Start TASK INPUT

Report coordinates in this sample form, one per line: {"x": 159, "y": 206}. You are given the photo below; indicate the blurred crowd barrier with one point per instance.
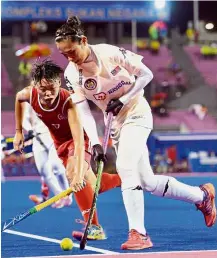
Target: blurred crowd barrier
{"x": 175, "y": 152}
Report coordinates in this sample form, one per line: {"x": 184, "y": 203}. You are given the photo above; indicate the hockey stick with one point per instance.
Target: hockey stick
{"x": 11, "y": 151}
{"x": 98, "y": 182}
{"x": 11, "y": 222}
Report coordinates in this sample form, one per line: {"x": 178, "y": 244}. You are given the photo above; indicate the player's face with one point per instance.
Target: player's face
{"x": 48, "y": 91}
{"x": 74, "y": 51}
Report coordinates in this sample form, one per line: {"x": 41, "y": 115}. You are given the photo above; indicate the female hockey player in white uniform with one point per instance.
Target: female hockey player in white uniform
{"x": 114, "y": 78}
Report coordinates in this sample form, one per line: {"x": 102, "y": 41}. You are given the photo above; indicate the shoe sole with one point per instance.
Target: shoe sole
{"x": 211, "y": 191}
{"x": 137, "y": 248}
{"x": 34, "y": 200}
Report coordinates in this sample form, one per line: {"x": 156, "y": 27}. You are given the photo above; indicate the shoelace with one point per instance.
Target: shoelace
{"x": 206, "y": 205}
{"x": 134, "y": 235}
{"x": 79, "y": 221}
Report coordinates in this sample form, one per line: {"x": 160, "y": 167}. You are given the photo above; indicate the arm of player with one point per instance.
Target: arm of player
{"x": 21, "y": 97}
{"x": 88, "y": 122}
{"x": 90, "y": 128}
{"x": 78, "y": 97}
{"x": 133, "y": 64}
{"x": 76, "y": 174}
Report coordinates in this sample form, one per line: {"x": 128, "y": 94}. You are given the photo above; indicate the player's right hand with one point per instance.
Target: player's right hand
{"x": 18, "y": 141}
{"x": 77, "y": 184}
{"x": 98, "y": 153}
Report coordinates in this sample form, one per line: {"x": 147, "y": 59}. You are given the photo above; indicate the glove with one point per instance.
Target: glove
{"x": 30, "y": 134}
{"x": 114, "y": 106}
{"x": 98, "y": 154}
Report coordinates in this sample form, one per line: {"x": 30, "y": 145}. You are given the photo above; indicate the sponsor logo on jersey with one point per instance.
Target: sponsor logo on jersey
{"x": 56, "y": 126}
{"x": 61, "y": 117}
{"x": 118, "y": 86}
{"x": 69, "y": 85}
{"x": 90, "y": 84}
{"x": 100, "y": 96}
{"x": 39, "y": 115}
{"x": 123, "y": 51}
{"x": 116, "y": 70}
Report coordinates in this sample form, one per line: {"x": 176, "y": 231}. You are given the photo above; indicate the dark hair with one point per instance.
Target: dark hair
{"x": 45, "y": 69}
{"x": 70, "y": 30}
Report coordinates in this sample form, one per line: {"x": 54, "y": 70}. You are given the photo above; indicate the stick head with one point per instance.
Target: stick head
{"x": 83, "y": 244}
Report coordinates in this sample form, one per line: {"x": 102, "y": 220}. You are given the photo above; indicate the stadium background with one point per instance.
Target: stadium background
{"x": 177, "y": 45}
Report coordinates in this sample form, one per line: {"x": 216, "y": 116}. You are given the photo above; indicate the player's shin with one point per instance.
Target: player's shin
{"x": 84, "y": 200}
{"x": 134, "y": 204}
{"x": 169, "y": 187}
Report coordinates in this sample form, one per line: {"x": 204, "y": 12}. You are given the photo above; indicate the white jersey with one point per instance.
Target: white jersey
{"x": 109, "y": 73}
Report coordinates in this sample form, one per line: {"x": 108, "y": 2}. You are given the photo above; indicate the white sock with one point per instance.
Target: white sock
{"x": 134, "y": 205}
{"x": 63, "y": 181}
{"x": 171, "y": 188}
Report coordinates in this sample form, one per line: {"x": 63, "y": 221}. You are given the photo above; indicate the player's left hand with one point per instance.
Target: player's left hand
{"x": 114, "y": 106}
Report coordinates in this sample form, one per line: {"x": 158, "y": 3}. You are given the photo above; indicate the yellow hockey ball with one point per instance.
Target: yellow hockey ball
{"x": 66, "y": 244}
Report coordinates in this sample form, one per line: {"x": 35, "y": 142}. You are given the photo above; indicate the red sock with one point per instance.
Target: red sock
{"x": 84, "y": 199}
{"x": 109, "y": 181}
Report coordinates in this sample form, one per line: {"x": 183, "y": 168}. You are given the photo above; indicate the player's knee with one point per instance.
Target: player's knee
{"x": 160, "y": 185}
{"x": 149, "y": 184}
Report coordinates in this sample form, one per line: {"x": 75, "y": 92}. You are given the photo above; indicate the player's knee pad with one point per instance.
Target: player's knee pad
{"x": 129, "y": 179}
{"x": 149, "y": 184}
{"x": 164, "y": 185}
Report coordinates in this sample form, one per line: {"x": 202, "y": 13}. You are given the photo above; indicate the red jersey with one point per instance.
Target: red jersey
{"x": 56, "y": 119}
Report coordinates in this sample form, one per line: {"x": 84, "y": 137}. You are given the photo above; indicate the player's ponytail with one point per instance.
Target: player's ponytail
{"x": 70, "y": 30}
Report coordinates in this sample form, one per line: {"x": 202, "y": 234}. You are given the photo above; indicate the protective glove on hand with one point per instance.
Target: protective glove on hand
{"x": 114, "y": 106}
{"x": 98, "y": 154}
{"x": 30, "y": 134}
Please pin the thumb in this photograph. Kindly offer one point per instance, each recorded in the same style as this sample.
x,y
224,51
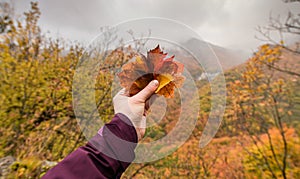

End TASK INPUT

• THE REQUEST:
Rewrite the part that opens with the line containing "pad with one point per instance." and closes with the last of the lines, swapping "player's" for "athlete's" and keeping everything else unchanged. Omit the pictures.

• CORRECT RESPONSE:
Report coordinates in this sample form, one per line: {"x": 75, "y": 92}. You are given the photo above; indicate the athlete's knee pad with one point per instance.
Target: athlete's knee pad
{"x": 129, "y": 179}
{"x": 149, "y": 184}
{"x": 164, "y": 185}
Report coordinates in this sample form, one per line: {"x": 202, "y": 13}. You are given the photo above; indicate the red jersey with one point per instance.
Target: red jersey
{"x": 56, "y": 119}
Report coordinates in this sample form, one per line: {"x": 84, "y": 137}. You are given the photo above; indicate the athlete's ponytail with one point per instance.
Target: athlete's ponytail
{"x": 70, "y": 30}
Report coordinates in this sample form, one per line: {"x": 202, "y": 234}. You are given the photo above; indicate the protective glove on hand with one point per instance.
Target: protective glove on hand
{"x": 114, "y": 106}
{"x": 98, "y": 154}
{"x": 30, "y": 134}
Please pin the thumb in this photograph. Kindly offer one point per instance, each recorded in the same style as this sample.
x,y
224,51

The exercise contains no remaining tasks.